Written request:
Without including the pictures, copy out every line below.
[START]
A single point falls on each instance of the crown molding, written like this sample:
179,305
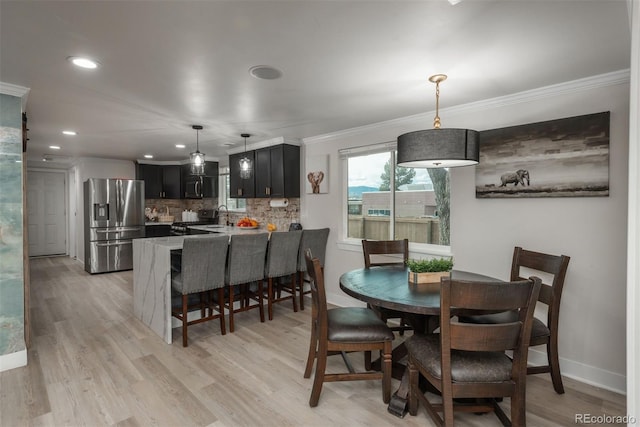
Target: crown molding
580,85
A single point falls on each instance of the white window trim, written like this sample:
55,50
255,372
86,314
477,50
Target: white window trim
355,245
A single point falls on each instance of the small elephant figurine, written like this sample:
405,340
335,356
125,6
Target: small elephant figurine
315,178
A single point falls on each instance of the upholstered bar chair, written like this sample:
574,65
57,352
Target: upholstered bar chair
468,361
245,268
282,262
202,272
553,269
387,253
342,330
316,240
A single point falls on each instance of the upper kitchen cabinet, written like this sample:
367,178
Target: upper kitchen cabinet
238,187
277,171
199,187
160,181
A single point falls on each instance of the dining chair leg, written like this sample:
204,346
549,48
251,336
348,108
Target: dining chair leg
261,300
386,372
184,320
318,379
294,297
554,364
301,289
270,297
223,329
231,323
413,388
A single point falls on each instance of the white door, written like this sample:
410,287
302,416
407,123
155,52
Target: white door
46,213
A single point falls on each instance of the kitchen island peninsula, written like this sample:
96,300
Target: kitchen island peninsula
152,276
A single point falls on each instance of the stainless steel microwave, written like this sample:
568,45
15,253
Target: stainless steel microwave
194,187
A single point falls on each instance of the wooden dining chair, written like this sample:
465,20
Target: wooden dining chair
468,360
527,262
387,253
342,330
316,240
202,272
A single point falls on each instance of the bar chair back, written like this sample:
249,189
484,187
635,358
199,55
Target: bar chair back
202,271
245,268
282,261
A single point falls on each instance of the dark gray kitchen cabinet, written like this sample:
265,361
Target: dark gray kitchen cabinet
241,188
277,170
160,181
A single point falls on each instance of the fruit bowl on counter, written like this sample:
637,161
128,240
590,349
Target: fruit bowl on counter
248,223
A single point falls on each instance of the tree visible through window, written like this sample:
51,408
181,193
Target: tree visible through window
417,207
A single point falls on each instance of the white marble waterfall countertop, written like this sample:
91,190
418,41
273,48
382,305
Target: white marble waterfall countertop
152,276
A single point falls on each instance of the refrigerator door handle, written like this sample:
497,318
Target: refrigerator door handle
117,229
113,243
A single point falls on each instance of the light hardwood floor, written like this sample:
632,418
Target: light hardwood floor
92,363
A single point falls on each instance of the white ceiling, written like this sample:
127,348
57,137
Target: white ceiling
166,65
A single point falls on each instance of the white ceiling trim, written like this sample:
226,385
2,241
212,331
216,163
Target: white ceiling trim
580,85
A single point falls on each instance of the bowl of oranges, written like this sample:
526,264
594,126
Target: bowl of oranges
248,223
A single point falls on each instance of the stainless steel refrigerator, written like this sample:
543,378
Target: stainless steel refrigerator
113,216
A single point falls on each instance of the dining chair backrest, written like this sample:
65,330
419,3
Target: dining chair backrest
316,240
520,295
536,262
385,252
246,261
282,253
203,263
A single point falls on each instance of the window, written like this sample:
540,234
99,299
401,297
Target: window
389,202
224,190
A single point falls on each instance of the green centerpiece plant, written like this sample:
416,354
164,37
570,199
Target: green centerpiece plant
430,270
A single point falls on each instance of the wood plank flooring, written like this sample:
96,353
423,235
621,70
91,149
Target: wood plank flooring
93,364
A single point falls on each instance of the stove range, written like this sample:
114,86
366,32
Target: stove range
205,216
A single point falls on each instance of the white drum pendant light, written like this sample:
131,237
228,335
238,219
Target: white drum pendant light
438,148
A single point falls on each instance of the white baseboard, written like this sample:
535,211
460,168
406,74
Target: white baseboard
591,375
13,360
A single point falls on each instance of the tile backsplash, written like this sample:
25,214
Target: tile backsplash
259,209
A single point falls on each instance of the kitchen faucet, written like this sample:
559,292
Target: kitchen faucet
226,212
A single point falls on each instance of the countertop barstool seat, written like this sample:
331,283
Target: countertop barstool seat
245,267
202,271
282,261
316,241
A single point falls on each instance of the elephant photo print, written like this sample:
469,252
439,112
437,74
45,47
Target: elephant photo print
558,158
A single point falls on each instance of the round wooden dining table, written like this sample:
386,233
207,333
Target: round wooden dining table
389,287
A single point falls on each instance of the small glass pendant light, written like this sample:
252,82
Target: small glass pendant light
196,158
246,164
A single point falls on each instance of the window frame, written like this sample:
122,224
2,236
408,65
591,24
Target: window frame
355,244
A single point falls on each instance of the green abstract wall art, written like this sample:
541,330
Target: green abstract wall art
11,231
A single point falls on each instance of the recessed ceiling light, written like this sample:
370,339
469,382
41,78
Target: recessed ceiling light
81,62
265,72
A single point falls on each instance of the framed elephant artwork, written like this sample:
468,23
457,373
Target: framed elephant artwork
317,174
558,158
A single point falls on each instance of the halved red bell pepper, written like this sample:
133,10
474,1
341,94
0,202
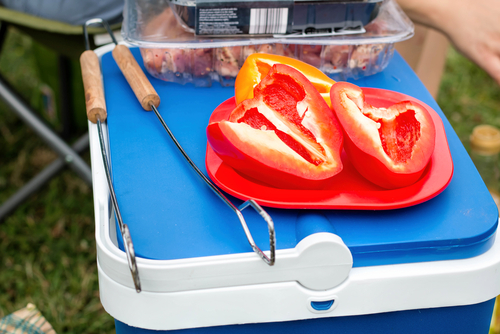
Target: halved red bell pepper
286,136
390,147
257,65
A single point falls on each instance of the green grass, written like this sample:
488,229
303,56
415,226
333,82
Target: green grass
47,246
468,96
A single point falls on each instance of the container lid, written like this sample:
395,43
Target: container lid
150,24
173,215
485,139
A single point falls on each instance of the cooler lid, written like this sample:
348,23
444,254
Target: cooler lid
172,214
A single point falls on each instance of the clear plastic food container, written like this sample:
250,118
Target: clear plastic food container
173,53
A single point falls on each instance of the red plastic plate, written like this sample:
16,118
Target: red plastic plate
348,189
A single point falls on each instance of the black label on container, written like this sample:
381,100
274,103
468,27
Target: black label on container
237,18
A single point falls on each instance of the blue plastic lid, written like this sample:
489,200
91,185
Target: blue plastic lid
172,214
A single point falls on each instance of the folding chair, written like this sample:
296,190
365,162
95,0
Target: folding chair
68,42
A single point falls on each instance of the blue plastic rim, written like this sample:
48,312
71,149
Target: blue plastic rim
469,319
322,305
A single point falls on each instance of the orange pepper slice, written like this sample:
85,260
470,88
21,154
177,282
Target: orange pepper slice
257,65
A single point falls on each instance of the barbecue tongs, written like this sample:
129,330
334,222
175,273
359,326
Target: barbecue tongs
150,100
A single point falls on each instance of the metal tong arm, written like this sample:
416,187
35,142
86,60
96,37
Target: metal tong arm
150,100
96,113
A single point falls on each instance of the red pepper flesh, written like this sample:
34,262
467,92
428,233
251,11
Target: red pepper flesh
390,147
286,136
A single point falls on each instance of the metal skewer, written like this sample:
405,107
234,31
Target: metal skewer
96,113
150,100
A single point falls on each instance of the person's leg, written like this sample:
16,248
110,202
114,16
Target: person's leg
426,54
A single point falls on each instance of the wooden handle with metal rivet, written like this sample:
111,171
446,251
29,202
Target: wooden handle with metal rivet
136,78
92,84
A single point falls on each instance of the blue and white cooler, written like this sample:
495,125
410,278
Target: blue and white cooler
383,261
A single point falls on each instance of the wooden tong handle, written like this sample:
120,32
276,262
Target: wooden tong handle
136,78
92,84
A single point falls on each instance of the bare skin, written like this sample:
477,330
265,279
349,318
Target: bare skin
[END]
Answer:
A single point falls on each instance of the crown molding, written like this sample:
179,305
Target: crown molding
580,85
A single point falls on each instance of the white window trim, written like this sample:
55,50
255,372
86,314
477,50
Target: white window trim
355,245
A single point falls on each instance of the small elephant figurine, written like this sample:
405,340
335,356
125,6
Target: small elephant figurine
315,178
A single point falls on each instance of the upholstered bar chair, written like this sample:
574,65
57,352
Target: upholstered bar chair
468,361
245,268
282,262
202,272
553,269
387,253
342,330
316,240
A single point falls on each instance of the upper kitchen cabinet, written like this sample:
367,178
Target: upper kitchen cabinet
238,187
277,171
199,187
160,181
A single point falls on each instance of the dining chair leg, written like this sample:
204,346
549,48
251,336
348,108
Target: dining chair leg
261,300
386,372
184,320
318,379
294,297
554,364
301,289
270,297
223,329
231,323
413,388
A single point falls on each instance of the white door, written like this sample:
410,287
302,416
407,123
155,52
Target: white door
46,213
A single point falls on each instance of the kitchen island peninsula, written like this sample:
96,300
Target: kitchen island peninsula
152,276
A single point falls on each instance of the stainless steel microwave, written like this sample:
568,45
15,253
Target: stainless steel microwave
194,187
A single point falls on each instance of the wooden dining chair, written like this sample:
465,20
Target: wooden dining chair
468,360
527,262
387,253
342,330
316,240
202,272
A single point falls on each instance of the bar chair back, written like this sample:
249,189
484,187
635,358
199,55
Target: bar chair back
202,271
245,268
282,261
A single point falls on each instance of the dark gray kitchen cabinet, written like this sample:
265,361
Target: dark gray kitchen cabinet
241,188
277,170
160,181
A single point falls on each instance of the fruit bowl on counter, written like this sample:
637,161
128,240
590,349
Target: fruit bowl on counter
248,223
A single point falls on each instance of the tree visible through window, written like this sample:
51,408
181,193
Target: tree visible through window
417,207
A single point falls on each instance of the white marble waterfall countertop, written like this sample:
91,190
418,41
273,48
382,305
Target: white marble waterfall countertop
152,276
A single point falls on each instance of the refrigerator door handle, written like this sample:
497,318
Target: refrigerator door handle
117,229
113,243
A single point falls on each instance of the light hardwood floor, written like this sample:
632,418
Target: light hardwood floor
92,363
A single point falls on each instance of the white ceiling, written like this sample:
127,348
57,137
Target: white ceiling
166,65
A single point falls on each instance of the white ceiling trim, written like this sample:
226,385
2,241
212,331
216,163
Target: white ceiling trim
580,85
A single point falls on each instance of the bowl of oranges, written like this sample:
526,264
594,126
Target: bowl of oranges
248,223
A single point falls on each instance of the stainless steel refrigerator, written like this sample:
543,378
Target: stainless steel refrigerator
113,216
A single point falls on each instance of the dining chair backrest, written like this sample:
65,330
419,3
Target: dining chair backrest
316,240
520,295
536,262
385,252
246,261
282,253
203,263
A single point falls on each instance of the window, written like this sample:
540,234
99,299
401,297
Target: window
389,202
224,190
A single point falls on each instance of the green centerpiece plant, written like this sample:
416,354
164,37
570,199
Target: green centerpiece plant
430,270
A single point falls on each instance of the wood plank flooring, written like this sample:
96,353
423,235
621,70
91,149
Target: wood plank flooring
93,364
A single point falls on each instance of the stove range, written like this sample:
114,86
366,32
Target: stove range
205,216
A single point falls on each instance of the white drum pendant light, written like this sample:
131,237
228,335
238,219
Target: white drum pendant light
438,148
A single point falls on each instance of the white baseboard, written like this sample:
535,211
460,168
406,74
Target: white baseboard
591,375
13,360
A single point falls on each instance of the tile backsplash, written like this sample:
25,214
Target: tile backsplash
259,209
A single point falls on each instance of the kitchen faucet, written like this sample:
559,292
Target: kitchen faucet
226,212
A single point falls on each instance of the countertop barstool seat, written like this sample:
331,283
Target: countertop barstool seat
245,267
202,271
282,261
316,241
A single point falls on each instance of the elephant photo print, written like this sample:
469,252
439,112
437,74
45,47
Target: elephant photo print
558,158
A single point falls on each instance of the round wooden dining table, written like this sample:
386,233
207,333
Target: round wooden dining table
389,287
A single point falls on each instance of the small glass pendant light, written like this sample:
252,82
Target: small glass pendant light
196,158
246,164
A single point falls on each instance of the window frame, written like this sample:
122,224
2,236
408,65
591,24
Target: window frame
355,244
A single point falls on each instance of the green abstract wall art, written like this sample:
541,330
Target: green abstract wall art
11,231
A single point falls on each instance of the recessed ceiling light, written like this sample:
370,339
469,382
41,78
Target: recessed ceiling light
81,62
265,72
A single point falls on each instance of the framed elephant artwork, written like this sample:
468,23
457,373
Target: framed elephant artwork
317,174
558,158
A single point falls on each instance of the halved red bell pepper, written like this sample:
133,10
474,1
341,94
0,202
Target: halved red bell pepper
286,136
390,147
257,65
A single point falls on each instance of the green grass, written like this sample:
488,229
303,56
415,226
333,82
Target: green grass
47,246
468,96
A single point falls on each instance of the container lid, written like this sample:
395,43
Target: container lid
150,24
173,215
485,139
A single point falls on each instance of the cooler lid, written like this sample:
348,23
444,254
Target: cooler lid
172,214
A single point falls on each instance of the clear plastic food container, written like this sample:
250,118
Target: clear plastic food container
173,53
A single point falls on each instance of the red plastic plate, written like this sample:
16,118
Target: red plastic plate
348,189
A single point falls on each instance of the black label on container, written like this sample:
381,100
274,103
468,27
Target: black label on container
237,18
A single point falls on each instance of the blue plastic lid, written like this sample:
489,200
91,185
Target: blue plastic lid
172,214
A single point falls on each instance of the folding chair, written like this sample:
296,190
365,162
95,0
Target: folding chair
68,42
A single point falls on each instance of the blue plastic rim, written like this sample:
48,312
71,149
Target: blue plastic rim
469,319
322,305
A single point falls on each instance of the orange pepper slice, written like this sample:
85,260
470,88
21,154
177,282
Target: orange pepper slice
257,65
A single point falls on each instance of the barbecue tongs, written like this sample:
129,330
334,222
175,273
359,326
Target: barbecue tongs
150,100
A single point falls on each instance of the metal tong arm, written like this sample:
416,187
35,142
86,60
96,37
Target: metal tong arm
150,100
96,113
A single point falls on each instance of the red pepper flesh, written like this sample:
34,262
467,92
428,233
251,11
Target: red pepper flesh
390,147
286,136
A single point falls on each instance of the metal skewer, written like this sample:
405,107
234,31
Target: metal skewer
96,113
150,100
A single point falls on each instance of the person's leg, written like this sample:
16,248
110,202
114,16
Target: person's leg
426,54
A single point falls on each instance of the wooden handle with metal rivet, written like this sample:
111,171
446,251
29,202
Target: wooden handle with metal rivet
136,78
92,84
A single point falls on each instance of the blue and white cooler, written like this sample:
495,125
410,278
Target: blue and white cooler
383,261
A single point falls on each instance of the wooden tong handle, written like this sample:
120,32
276,262
Target: wooden tong handle
136,78
92,84
A single point falls on each instance of the bare skin, written like this sample:
477,330
265,279
349,318
Target: bare skin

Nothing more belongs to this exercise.